Brief. Write out the following listing's lines from the one with "229, row 34" to the one with "column 65, row 24", exactly, with both included and no others.

§ §

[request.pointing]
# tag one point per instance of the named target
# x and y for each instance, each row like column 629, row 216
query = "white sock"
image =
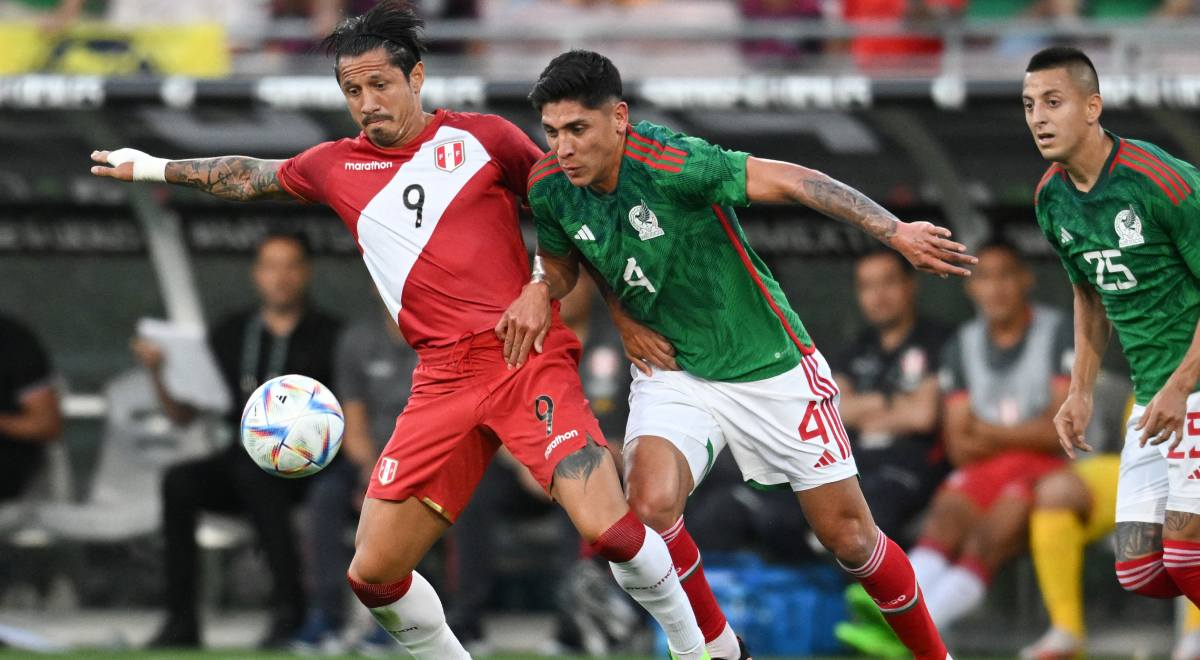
column 418, row 622
column 929, row 565
column 725, row 645
column 957, row 593
column 651, row 580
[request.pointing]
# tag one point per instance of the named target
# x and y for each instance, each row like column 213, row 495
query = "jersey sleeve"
column 515, row 154
column 551, row 238
column 306, row 174
column 708, row 174
column 1182, row 221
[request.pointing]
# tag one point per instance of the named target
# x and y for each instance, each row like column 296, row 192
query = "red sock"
column 1182, row 561
column 690, row 569
column 378, row 595
column 1147, row 576
column 888, row 577
column 622, row 541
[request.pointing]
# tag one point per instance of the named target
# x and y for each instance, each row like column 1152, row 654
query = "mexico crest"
column 1128, row 227
column 645, row 222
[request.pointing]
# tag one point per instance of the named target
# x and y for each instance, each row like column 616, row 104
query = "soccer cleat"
column 1055, row 645
column 1188, row 647
column 869, row 639
column 743, row 653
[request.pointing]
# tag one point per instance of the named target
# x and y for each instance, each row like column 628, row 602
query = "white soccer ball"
column 292, row 426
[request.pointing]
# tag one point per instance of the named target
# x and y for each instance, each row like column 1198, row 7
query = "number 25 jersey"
column 436, row 219
column 1135, row 239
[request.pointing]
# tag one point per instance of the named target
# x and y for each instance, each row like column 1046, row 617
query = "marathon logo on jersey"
column 370, row 166
column 559, row 439
column 449, row 156
column 388, row 468
column 1128, row 227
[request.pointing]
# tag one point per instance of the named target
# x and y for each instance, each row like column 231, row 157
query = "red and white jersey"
column 436, row 220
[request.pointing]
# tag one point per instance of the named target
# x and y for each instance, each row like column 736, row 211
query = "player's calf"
column 1139, row 563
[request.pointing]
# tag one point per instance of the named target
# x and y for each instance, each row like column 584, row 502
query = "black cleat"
column 742, row 649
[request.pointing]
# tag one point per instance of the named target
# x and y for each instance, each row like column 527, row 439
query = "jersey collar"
column 1103, row 179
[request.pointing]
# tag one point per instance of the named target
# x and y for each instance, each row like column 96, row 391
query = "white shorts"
column 784, row 431
column 1153, row 479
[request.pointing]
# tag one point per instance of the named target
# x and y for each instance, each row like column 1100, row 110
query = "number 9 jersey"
column 436, row 219
column 1135, row 239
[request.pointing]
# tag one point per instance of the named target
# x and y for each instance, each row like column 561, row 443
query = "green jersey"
column 1135, row 239
column 669, row 244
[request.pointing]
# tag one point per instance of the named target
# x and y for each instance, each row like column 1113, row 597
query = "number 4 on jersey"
column 1104, row 263
column 635, row 277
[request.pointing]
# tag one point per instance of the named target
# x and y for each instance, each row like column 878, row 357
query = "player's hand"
column 929, row 247
column 1072, row 420
column 525, row 324
column 148, row 353
column 1164, row 417
column 129, row 165
column 645, row 347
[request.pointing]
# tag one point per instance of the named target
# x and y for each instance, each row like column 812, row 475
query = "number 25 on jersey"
column 1120, row 277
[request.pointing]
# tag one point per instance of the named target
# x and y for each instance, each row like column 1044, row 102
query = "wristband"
column 539, row 270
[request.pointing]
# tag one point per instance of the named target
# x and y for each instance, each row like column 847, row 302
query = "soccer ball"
column 292, row 426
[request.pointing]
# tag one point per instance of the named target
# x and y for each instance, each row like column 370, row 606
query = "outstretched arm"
column 238, row 178
column 925, row 245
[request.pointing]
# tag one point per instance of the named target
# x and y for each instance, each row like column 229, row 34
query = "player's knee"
column 851, row 541
column 1061, row 490
column 655, row 503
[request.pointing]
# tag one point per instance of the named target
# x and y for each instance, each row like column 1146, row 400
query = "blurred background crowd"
column 124, row 490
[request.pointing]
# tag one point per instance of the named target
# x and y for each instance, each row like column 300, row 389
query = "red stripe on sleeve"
column 1158, row 169
column 543, row 174
column 757, row 280
column 655, row 144
column 1163, row 167
column 647, row 150
column 1150, row 175
column 652, row 163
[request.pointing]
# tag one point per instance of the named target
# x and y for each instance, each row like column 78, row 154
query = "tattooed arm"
column 238, row 178
column 925, row 245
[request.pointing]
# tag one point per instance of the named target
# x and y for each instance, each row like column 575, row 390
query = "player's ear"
column 417, row 77
column 621, row 117
column 1095, row 107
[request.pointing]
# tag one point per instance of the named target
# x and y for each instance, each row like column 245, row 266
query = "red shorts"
column 1009, row 474
column 466, row 402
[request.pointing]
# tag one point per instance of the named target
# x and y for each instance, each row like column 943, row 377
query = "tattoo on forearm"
column 1177, row 520
column 581, row 463
column 841, row 202
column 1138, row 539
column 237, row 178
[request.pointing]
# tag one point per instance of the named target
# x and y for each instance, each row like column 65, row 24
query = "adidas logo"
column 827, row 459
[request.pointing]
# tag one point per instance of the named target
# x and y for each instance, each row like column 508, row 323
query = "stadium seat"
column 138, row 445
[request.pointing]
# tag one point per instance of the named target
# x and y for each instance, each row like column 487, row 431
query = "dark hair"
column 887, row 253
column 297, row 238
column 1073, row 60
column 391, row 25
column 581, row 76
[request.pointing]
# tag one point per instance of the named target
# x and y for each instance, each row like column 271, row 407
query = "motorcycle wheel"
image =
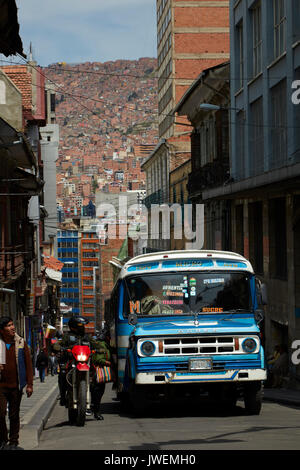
column 81, row 411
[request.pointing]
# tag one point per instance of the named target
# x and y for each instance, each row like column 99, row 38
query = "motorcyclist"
column 102, row 356
column 76, row 335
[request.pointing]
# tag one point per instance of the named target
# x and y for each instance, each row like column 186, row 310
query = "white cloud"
column 88, row 30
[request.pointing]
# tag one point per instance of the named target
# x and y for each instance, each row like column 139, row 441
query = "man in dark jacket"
column 76, row 335
column 17, row 372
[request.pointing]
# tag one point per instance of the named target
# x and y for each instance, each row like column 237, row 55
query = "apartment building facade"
column 265, row 156
column 191, row 36
column 68, row 253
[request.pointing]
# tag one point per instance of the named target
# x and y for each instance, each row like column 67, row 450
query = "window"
column 256, row 236
column 279, row 27
column 240, row 139
column 240, row 55
column 257, row 40
column 278, row 241
column 257, row 138
column 195, row 150
column 239, row 217
column 279, row 125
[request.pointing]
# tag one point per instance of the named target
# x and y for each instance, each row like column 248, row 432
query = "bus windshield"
column 186, row 293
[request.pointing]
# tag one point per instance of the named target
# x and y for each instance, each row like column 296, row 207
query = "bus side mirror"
column 259, row 315
column 264, row 294
column 132, row 319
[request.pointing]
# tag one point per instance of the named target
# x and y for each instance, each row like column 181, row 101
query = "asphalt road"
column 193, row 426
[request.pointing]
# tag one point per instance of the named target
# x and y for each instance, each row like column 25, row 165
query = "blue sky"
column 87, row 30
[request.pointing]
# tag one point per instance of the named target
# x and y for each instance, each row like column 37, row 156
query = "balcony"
column 209, row 176
column 154, row 198
column 12, row 263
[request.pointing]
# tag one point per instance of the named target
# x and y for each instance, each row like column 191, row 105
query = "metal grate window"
column 279, row 27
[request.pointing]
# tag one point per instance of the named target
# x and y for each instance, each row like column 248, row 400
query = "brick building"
column 191, row 36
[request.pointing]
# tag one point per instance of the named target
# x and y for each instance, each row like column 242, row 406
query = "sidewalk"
column 35, row 410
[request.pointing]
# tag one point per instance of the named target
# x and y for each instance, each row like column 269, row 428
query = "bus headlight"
column 249, row 345
column 148, row 348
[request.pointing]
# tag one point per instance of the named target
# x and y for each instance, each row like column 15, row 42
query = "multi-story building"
column 265, row 155
column 191, row 36
column 89, row 279
column 68, row 253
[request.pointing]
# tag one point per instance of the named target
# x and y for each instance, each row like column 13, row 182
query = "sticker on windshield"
column 214, row 281
column 135, row 307
column 170, row 293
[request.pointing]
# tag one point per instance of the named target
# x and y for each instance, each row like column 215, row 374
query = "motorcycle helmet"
column 77, row 324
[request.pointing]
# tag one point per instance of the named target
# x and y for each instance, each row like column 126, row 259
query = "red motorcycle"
column 78, row 397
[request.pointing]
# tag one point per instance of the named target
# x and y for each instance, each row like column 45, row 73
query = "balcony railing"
column 210, row 175
column 12, row 262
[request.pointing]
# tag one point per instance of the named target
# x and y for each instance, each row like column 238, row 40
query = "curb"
column 31, row 431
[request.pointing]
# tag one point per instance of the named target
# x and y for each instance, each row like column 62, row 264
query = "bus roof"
column 185, row 259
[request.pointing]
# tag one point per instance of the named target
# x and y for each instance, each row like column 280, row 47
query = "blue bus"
column 188, row 323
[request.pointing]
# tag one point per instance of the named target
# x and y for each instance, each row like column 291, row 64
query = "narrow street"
column 189, row 428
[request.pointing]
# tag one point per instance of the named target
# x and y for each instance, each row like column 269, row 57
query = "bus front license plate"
column 200, row 364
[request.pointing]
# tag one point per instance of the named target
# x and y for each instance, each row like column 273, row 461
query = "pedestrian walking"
column 53, row 363
column 103, row 370
column 42, row 364
column 17, row 373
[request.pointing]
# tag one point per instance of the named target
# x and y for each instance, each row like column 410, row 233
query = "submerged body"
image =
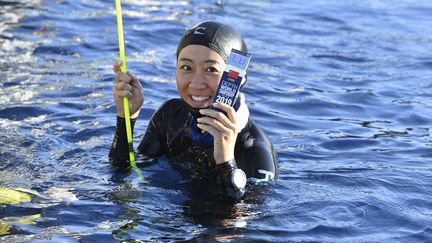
column 224, row 143
column 168, row 133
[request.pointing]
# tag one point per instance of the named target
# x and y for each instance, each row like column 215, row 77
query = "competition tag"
column 235, row 70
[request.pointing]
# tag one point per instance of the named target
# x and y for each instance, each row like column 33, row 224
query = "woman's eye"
column 212, row 70
column 186, row 68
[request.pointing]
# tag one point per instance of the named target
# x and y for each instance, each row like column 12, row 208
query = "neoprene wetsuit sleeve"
column 255, row 155
column 119, row 152
column 225, row 185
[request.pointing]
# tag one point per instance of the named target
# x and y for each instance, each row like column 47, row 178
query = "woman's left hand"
column 223, row 129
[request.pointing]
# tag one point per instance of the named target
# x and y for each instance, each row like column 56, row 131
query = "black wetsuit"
column 168, row 134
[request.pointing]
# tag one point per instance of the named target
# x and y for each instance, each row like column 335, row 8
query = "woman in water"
column 230, row 149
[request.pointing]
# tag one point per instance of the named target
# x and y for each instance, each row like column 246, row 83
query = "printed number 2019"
column 221, row 99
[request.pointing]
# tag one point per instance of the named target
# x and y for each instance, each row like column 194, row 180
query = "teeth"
column 200, row 98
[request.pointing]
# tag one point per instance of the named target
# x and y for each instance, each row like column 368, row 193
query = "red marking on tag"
column 233, row 74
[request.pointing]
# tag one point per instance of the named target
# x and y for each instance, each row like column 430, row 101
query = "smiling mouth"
column 200, row 98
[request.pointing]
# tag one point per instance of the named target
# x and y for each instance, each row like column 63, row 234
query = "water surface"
column 342, row 88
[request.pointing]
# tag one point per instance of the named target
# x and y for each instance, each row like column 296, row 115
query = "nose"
column 198, row 81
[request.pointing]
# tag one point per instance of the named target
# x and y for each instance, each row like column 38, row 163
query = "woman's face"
column 198, row 72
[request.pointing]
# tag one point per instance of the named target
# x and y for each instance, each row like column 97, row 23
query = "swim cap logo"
column 196, row 32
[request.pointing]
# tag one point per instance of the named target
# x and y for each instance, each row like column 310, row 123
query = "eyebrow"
column 184, row 59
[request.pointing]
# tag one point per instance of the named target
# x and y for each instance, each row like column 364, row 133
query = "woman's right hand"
column 127, row 85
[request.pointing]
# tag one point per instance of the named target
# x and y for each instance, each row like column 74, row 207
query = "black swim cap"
column 216, row 36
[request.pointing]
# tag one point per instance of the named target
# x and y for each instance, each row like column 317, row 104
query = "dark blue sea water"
column 343, row 88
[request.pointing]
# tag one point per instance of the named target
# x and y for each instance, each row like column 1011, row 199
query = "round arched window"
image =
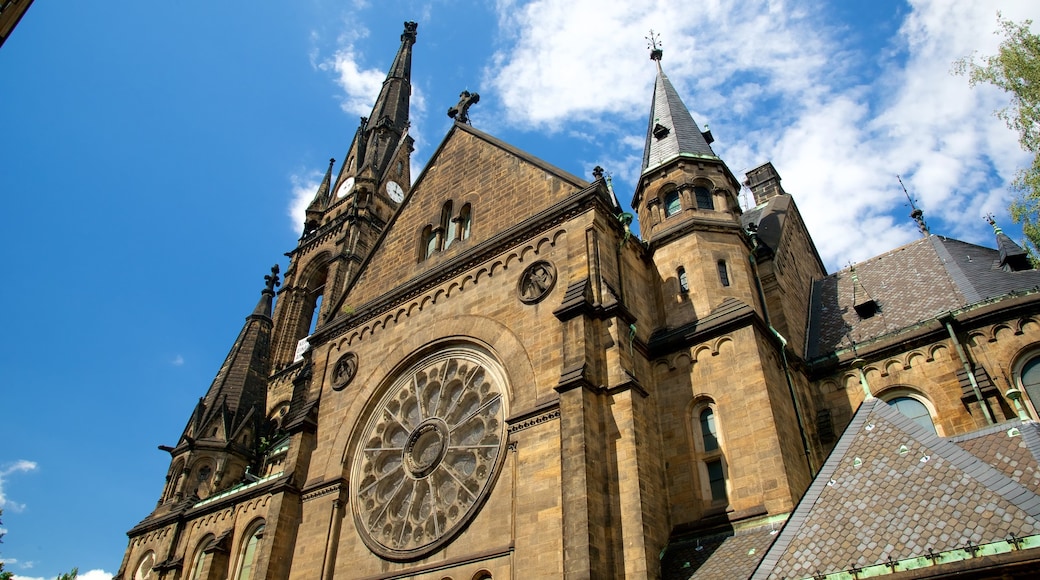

§ §

Response to this task.
# x and y for each instance, each row like column 229, row 34
query = "player's knee"
column 851, row 541
column 1061, row 490
column 655, row 503
[request.pointing]
# tag one point per instance of the named target
# x and y for each instance, each row like column 1146, row 400
query = "blurred background crowd"
column 124, row 490
[request.pointing]
# tag one point per instance of the named target
# x and y for each instance, each row like column 300, row 389
query = "red stripe on sleeve"
column 1158, row 169
column 543, row 174
column 757, row 280
column 655, row 144
column 1163, row 167
column 647, row 150
column 1150, row 175
column 652, row 163
[request.pointing]
# tag one point per instance of the named target
# x and y for each instance, each row like column 78, row 154
query = "tattooed arm"
column 238, row 178
column 925, row 245
[request.pointing]
# tag one point per instance of the named target
# x and y for each instance, each row like column 575, row 390
query = "player's ear"
column 417, row 77
column 621, row 117
column 1095, row 107
[request.pointing]
# tag one point per instance of the named target
# x and y for each instance, each row like column 245, row 266
query = "red shorts"
column 1009, row 474
column 466, row 402
[request.pointing]
# tag one point per instance of the named target
# x and y for each instance, each row like column 943, row 377
query = "tattoo on forearm"
column 1177, row 520
column 581, row 463
column 841, row 202
column 1138, row 539
column 237, row 178
[request.pointing]
# tag one point per instance of the named target
# x and y for each instance, each row like column 65, row 24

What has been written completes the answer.